**Directions for this task**
Answer these questions using the text on ROC curves:
(a) What does the ROC curve diagnose?
(b) What is plotted against what to create an ROC curve?
(c) What is the goal of trying out different models and machine learning experiments?

**Given text**
Applications of Different Parts of an ROC Curve

Understanding the importance of different parts of an ROC curve and exploring variants of AUC for ML applications

Image by author

Introduction

Receiver Operating Characteristic (ROC) curve is one of the most common graphical tools to diagnose the ability of a binary classifier, independent of the inherent classification algorithm. The ROC analysis has been used in many fields including medicine, radiology, biometrics, natural hazards forecasting, meteorology, model performance assessment, and other areas for many decades and is increasingly used in machine learning and data mining research [1]. If you are a Data Scientist, you might be using it on a daily basis.

ROC curve is created by plotting the true positive rate (TPR) against the false positive rate (FPR) based on the binary outcome at various model score settings. An ideal classifier would give a very high TPR value at a very low FPR (i.e. it would correctly identify positives without mis-labelling negatives). But, an ideal model rarely exist and thus, the goal of trying out different models and machine learning experiments is to identify an optimal model that would give the best cost (FPR)/benefit (TPR) trade-off. The ROC analysis helps achieving that goal.

The total area under the ROC curve (AUC)

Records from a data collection
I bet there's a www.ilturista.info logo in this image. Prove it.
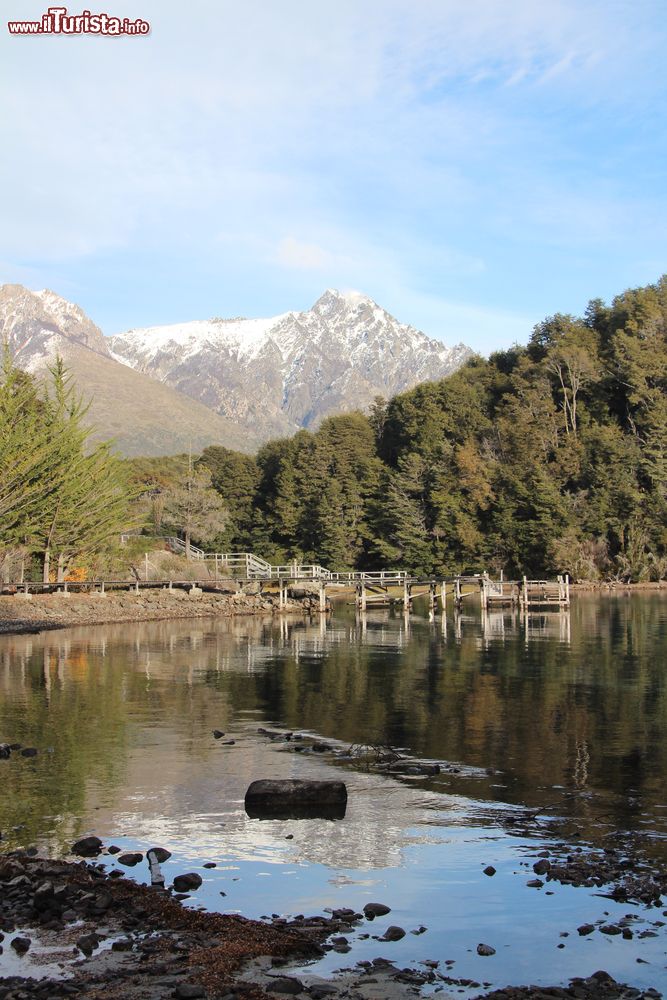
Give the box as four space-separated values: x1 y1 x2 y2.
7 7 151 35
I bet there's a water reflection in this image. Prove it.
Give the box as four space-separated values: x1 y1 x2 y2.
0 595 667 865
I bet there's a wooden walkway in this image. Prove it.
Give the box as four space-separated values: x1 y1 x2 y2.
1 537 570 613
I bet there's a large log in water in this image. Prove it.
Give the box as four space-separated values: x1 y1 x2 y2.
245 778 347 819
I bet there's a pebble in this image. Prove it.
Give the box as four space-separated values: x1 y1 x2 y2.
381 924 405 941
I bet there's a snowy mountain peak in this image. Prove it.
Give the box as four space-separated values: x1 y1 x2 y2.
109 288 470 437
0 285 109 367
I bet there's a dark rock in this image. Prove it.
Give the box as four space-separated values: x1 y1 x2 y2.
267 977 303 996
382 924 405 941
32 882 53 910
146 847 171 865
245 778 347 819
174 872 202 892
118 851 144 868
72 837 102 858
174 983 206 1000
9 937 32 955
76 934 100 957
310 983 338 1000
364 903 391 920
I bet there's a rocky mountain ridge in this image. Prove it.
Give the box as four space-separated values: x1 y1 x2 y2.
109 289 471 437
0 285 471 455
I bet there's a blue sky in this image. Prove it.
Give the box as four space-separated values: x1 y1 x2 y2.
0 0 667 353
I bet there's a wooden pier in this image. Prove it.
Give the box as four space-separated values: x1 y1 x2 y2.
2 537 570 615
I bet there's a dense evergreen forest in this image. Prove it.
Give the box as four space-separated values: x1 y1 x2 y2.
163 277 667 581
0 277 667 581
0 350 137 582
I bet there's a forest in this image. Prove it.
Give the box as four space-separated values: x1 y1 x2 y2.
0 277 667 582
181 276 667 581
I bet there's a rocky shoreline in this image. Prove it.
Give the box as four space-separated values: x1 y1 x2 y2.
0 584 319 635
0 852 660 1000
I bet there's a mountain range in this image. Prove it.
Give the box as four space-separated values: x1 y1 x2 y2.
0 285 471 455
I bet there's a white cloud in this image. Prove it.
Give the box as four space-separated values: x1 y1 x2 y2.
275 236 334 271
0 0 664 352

* * *

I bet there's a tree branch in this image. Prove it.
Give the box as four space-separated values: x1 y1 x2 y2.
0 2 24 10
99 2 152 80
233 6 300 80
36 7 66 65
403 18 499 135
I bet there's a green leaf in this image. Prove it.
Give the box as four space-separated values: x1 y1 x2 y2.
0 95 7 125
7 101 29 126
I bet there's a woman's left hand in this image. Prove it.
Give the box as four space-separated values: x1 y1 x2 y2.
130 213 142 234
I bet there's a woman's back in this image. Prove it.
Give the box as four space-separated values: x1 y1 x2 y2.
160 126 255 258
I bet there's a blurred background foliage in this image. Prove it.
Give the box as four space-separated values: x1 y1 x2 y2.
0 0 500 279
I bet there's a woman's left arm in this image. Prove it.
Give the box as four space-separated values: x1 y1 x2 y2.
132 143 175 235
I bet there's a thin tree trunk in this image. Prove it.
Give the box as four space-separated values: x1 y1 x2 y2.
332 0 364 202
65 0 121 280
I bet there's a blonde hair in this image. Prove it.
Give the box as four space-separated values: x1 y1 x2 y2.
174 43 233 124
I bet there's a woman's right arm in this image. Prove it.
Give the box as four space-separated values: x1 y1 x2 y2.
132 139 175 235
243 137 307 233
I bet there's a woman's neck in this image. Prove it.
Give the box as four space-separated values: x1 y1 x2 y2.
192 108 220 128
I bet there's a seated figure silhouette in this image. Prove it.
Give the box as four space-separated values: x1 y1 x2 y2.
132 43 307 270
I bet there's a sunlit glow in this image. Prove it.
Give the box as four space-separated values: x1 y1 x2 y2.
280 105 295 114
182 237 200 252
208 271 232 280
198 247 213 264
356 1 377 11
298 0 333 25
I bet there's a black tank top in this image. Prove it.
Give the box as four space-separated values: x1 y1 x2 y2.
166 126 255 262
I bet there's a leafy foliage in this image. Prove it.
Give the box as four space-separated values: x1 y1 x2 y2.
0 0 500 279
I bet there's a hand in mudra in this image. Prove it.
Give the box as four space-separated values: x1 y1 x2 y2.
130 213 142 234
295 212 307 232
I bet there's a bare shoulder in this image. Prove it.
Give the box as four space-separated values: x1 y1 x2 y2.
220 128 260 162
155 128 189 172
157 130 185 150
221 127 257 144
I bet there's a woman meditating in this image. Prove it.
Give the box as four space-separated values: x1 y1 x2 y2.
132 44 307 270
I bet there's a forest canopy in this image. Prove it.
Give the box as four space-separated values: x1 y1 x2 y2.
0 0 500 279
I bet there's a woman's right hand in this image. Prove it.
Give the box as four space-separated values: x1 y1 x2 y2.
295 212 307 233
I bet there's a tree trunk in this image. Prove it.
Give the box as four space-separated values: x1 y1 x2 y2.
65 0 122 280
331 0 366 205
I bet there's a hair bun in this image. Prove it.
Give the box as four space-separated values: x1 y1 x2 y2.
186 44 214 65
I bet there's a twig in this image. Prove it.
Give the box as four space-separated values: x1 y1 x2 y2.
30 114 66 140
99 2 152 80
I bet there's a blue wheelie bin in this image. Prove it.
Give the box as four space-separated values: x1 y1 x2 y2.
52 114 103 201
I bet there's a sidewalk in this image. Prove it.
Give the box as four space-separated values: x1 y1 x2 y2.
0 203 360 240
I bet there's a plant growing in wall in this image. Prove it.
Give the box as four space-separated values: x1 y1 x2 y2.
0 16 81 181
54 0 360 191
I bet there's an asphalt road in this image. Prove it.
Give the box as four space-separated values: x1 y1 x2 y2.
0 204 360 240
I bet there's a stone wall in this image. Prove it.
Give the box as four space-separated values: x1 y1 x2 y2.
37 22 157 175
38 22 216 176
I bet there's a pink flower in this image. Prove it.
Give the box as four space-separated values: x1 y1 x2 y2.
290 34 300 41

==

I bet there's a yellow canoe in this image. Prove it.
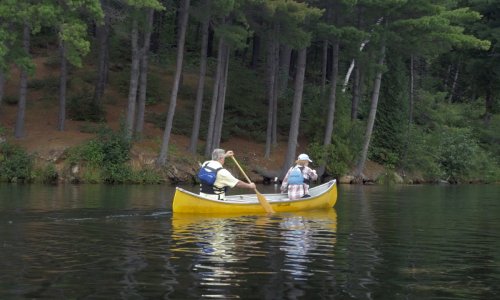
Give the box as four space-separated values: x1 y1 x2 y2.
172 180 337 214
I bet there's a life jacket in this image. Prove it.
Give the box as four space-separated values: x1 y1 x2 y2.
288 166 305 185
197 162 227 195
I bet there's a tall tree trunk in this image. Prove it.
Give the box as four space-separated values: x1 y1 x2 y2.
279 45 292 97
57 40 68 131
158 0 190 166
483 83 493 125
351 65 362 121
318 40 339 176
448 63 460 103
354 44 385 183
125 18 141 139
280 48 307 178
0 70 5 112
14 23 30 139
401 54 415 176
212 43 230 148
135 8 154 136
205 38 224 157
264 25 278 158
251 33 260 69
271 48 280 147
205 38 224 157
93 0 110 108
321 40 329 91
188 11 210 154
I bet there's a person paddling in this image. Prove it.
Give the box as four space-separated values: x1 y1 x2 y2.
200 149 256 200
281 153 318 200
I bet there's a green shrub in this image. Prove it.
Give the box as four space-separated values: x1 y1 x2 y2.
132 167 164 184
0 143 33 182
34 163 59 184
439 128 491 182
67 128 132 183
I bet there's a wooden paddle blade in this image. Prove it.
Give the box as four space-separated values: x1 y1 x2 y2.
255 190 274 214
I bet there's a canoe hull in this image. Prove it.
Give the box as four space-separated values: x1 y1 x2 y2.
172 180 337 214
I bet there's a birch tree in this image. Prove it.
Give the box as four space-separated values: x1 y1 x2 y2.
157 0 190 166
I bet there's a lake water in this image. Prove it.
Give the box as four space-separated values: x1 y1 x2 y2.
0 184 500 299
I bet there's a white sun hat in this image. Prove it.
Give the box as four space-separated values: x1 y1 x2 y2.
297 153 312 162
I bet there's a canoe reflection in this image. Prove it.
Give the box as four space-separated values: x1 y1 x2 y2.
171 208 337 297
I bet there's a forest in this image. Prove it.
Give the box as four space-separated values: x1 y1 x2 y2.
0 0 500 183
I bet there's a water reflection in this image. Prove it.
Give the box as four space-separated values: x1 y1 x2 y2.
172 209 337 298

**Solved exercise**
(a) The ability of a binary classifier, independent of the inherent classification algorithm.
(b) The true positive rate (TPR) is plotted against the false positive rate (FPR), based on the binary outcome at various model score settings.
(c) To identify an optimal model that would give the best cost (FPR)/benefit (TPR) trade-off.